## Referring expression pointing data
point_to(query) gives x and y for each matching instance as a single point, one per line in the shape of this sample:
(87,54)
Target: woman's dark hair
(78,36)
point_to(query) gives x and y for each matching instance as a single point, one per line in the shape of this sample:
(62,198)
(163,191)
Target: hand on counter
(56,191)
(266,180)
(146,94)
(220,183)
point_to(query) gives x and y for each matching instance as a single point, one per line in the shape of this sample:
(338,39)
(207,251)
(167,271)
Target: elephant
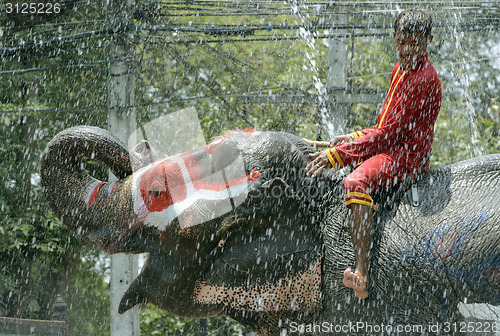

## YOUR TASK
Reproduce each line of the records exactly, and omit every picture.

## ANSWER AREA
point_to(query) gives x and y for each matching instance as a single point, one per line in the shape of this sample:
(87,54)
Target: woman's dark hair
(78,36)
point_to(query) gives x and y for each matching instance as a single point, one per line in the shape of this sample:
(62,198)
(163,191)
Target: hand on counter
(56,191)
(266,180)
(146,94)
(220,183)
point_to(query) gives x and y for each matching instance as a single point, one per line in the shape of this sample:
(338,39)
(207,251)
(167,271)
Target: elephant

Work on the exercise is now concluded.